● **TASK GOAL**
Each entry below is to be transcribed exactly.

● **PROVIDED MATERIAL**

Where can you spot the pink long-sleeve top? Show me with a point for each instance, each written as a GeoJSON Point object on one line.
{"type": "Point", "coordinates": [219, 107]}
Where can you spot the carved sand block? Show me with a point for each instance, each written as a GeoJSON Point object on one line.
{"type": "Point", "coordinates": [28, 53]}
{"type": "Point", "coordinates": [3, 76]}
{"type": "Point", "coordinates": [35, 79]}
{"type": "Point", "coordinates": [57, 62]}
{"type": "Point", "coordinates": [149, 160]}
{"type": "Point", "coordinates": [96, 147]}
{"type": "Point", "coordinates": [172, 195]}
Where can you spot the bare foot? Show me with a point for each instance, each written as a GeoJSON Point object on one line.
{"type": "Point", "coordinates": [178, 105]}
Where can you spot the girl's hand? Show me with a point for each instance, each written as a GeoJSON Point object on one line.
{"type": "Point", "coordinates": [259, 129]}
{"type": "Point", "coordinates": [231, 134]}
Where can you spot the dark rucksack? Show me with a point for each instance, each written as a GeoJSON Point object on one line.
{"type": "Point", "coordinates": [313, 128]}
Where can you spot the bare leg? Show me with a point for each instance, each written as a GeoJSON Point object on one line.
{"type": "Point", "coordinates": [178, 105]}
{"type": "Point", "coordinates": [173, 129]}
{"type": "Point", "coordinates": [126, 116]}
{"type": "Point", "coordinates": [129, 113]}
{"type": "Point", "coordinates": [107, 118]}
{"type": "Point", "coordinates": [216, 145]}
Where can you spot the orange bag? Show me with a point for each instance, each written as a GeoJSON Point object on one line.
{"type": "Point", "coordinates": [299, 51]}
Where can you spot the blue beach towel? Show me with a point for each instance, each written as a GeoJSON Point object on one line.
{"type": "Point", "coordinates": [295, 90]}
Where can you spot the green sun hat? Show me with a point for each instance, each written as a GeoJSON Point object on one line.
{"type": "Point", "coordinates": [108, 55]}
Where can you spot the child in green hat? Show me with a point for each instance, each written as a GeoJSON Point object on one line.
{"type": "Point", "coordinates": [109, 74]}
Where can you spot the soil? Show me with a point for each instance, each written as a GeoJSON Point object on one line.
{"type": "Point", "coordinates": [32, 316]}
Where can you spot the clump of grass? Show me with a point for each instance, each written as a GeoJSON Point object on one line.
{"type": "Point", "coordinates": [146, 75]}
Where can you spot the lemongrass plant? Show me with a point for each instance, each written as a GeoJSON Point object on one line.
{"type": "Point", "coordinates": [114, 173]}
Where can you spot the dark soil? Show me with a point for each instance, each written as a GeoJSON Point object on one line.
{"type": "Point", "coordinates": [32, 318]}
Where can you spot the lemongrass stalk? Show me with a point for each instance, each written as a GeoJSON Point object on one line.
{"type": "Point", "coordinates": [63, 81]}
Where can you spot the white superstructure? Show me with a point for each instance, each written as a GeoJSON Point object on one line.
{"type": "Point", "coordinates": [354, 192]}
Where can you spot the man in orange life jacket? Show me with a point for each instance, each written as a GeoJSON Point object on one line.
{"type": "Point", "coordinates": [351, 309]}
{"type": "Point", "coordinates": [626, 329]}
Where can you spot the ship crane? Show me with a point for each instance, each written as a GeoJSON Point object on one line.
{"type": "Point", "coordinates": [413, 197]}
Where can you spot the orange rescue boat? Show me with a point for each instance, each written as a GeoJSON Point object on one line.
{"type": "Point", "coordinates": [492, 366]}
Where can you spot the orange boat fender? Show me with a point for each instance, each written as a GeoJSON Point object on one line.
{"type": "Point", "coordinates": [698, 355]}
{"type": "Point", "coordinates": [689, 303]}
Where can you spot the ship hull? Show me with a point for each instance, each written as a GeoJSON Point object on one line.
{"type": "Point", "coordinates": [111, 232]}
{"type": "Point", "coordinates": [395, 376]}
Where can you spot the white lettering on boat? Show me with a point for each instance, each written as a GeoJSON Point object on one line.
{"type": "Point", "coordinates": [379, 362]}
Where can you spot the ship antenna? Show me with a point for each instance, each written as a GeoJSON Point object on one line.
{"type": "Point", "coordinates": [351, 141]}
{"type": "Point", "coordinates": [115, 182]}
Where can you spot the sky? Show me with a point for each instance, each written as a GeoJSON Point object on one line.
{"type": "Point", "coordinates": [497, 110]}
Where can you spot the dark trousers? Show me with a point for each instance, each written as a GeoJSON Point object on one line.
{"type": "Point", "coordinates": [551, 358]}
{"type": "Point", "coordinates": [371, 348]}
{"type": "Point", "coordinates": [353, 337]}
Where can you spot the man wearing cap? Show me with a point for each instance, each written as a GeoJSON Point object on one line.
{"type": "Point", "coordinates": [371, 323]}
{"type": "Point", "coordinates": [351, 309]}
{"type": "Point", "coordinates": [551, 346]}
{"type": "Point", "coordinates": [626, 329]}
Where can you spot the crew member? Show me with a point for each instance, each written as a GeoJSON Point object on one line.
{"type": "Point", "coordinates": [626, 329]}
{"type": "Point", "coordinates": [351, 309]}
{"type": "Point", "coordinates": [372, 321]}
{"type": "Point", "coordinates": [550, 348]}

● **WRITTEN REPLY**
Where can you spot the pink long-sleeve top? Show me with a point for each instance, each written as a GeoJSON Point object on one line.
{"type": "Point", "coordinates": [219, 107]}
Where can you spot the carved sand block? Show me with a point for each instance, each written as a GeoJSON Point object on one line.
{"type": "Point", "coordinates": [28, 53]}
{"type": "Point", "coordinates": [3, 76]}
{"type": "Point", "coordinates": [35, 79]}
{"type": "Point", "coordinates": [57, 62]}
{"type": "Point", "coordinates": [149, 160]}
{"type": "Point", "coordinates": [96, 147]}
{"type": "Point", "coordinates": [172, 195]}
Where can you spot the bare foot? Show me with a point for each instance, each written as a GeoJSON Point object on one line.
{"type": "Point", "coordinates": [178, 105]}
Where can you spot the girl's hand? Show me with a point for each instance, each written as a GeoJSON Point object on one line.
{"type": "Point", "coordinates": [259, 129]}
{"type": "Point", "coordinates": [231, 134]}
Where can you spot the dark rucksack? Show me with a point for each instance, each written as a GeoJSON Point object on one line.
{"type": "Point", "coordinates": [313, 128]}
Where can you spot the bare leg? Show me with a point for each instance, each written as a GeoJSON Point object on one line.
{"type": "Point", "coordinates": [178, 105]}
{"type": "Point", "coordinates": [173, 129]}
{"type": "Point", "coordinates": [126, 116]}
{"type": "Point", "coordinates": [129, 113]}
{"type": "Point", "coordinates": [107, 118]}
{"type": "Point", "coordinates": [216, 145]}
Where can you spot the orange bag? Show me with a point for each instance, each written as a GeoJSON Point object on one line.
{"type": "Point", "coordinates": [299, 51]}
Where can you spot the blue beach towel? Show me with a point for each instance, each written as a GeoJSON Point object on one line.
{"type": "Point", "coordinates": [295, 90]}
Where can you spot the green sun hat? Show me with a point for each instance, each written as a GeoJSON Point object on one line.
{"type": "Point", "coordinates": [108, 55]}
Where can you spot the child in green hat? Show me with a point for each instance, each written as a GeoJSON Point object on one line.
{"type": "Point", "coordinates": [109, 74]}
Where can you spot the soil? Show me with a point for each instance, each written as a GeoJSON Point object on one line.
{"type": "Point", "coordinates": [32, 316]}
Where can you spot the clump of grass? Show me with a point for each instance, each written as a GeoJSON Point object on one line.
{"type": "Point", "coordinates": [146, 75]}
Where can you spot the lemongrass plant? Show me with a point for each instance, each written as a GeoJSON Point object on one line.
{"type": "Point", "coordinates": [114, 173]}
Where can you spot the dark soil? Show me with a point for each instance, each written as a GeoJSON Point object on one line.
{"type": "Point", "coordinates": [32, 318]}
Where can you spot the lemongrass stalk? Show me with a point for each instance, each written as a GeoJSON Point object on one line.
{"type": "Point", "coordinates": [63, 81]}
Where can you spot the white superstructure? Show me with a point for each instance, each written as a GeoJSON Point object on one line.
{"type": "Point", "coordinates": [354, 192]}
Where can you spot the man in orange life jacket? Show me with a point for each instance, each written as a GeoJSON Point object on one line.
{"type": "Point", "coordinates": [351, 309]}
{"type": "Point", "coordinates": [626, 329]}
Where can you spot the ship crane? Show me with a point for each instance, each written as a GeoJSON Point object on one line.
{"type": "Point", "coordinates": [413, 197]}
Where can you spot the orange rescue boat? Show me with a point for each instance, each written as a GeoJSON Point object on one line.
{"type": "Point", "coordinates": [492, 366]}
Where can you spot the orange boat fender? Show me with a point for each instance, each written as a GeoJSON Point object on one line.
{"type": "Point", "coordinates": [698, 355]}
{"type": "Point", "coordinates": [689, 303]}
Where can you spot the ship hull? Show me with a point for each instance, each written as a GeoJSON Point object on one line.
{"type": "Point", "coordinates": [111, 232]}
{"type": "Point", "coordinates": [395, 376]}
Where can you spot the white lettering on boat? Show me with a point for each instance, each written as a GeoJSON Point object on one line.
{"type": "Point", "coordinates": [379, 362]}
Where can you spot the ship antenna? Show me with a point for each instance, each written as a GeoJSON Point object on one line.
{"type": "Point", "coordinates": [351, 141]}
{"type": "Point", "coordinates": [115, 182]}
Where can you spot the sky? Show me with a point for each instance, each written as a GeoJSON Point object on one line.
{"type": "Point", "coordinates": [497, 110]}
Where can you spot the dark trousers? Show me with a point for each instance, each written as a GeoJSON Point object on one line.
{"type": "Point", "coordinates": [551, 358]}
{"type": "Point", "coordinates": [371, 348]}
{"type": "Point", "coordinates": [353, 337]}
Where can you spot the man wearing cap? Show me with a point for each instance, each written as a GeoJSON Point object on one line.
{"type": "Point", "coordinates": [371, 323]}
{"type": "Point", "coordinates": [351, 309]}
{"type": "Point", "coordinates": [551, 346]}
{"type": "Point", "coordinates": [626, 329]}
Where can you spot the crew member? Show me with a point for each instance, each written as a GeoJSON Point object on one line.
{"type": "Point", "coordinates": [626, 329]}
{"type": "Point", "coordinates": [351, 309]}
{"type": "Point", "coordinates": [372, 321]}
{"type": "Point", "coordinates": [550, 348]}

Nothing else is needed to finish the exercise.